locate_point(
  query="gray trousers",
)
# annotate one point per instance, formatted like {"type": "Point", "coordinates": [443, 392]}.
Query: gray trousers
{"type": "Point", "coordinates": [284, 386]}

* _WHAT IS BEING ASKED_:
Update the material above by changing "trousers" to "pants" everywhere it appears, leaving everything else unchanged.

* _SOLUTION TO THE PROBLEM_:
locate_point(
  query="gray pants",
)
# annotate one point per instance, formatted like {"type": "Point", "coordinates": [443, 392]}.
Query: gray pants
{"type": "Point", "coordinates": [284, 386]}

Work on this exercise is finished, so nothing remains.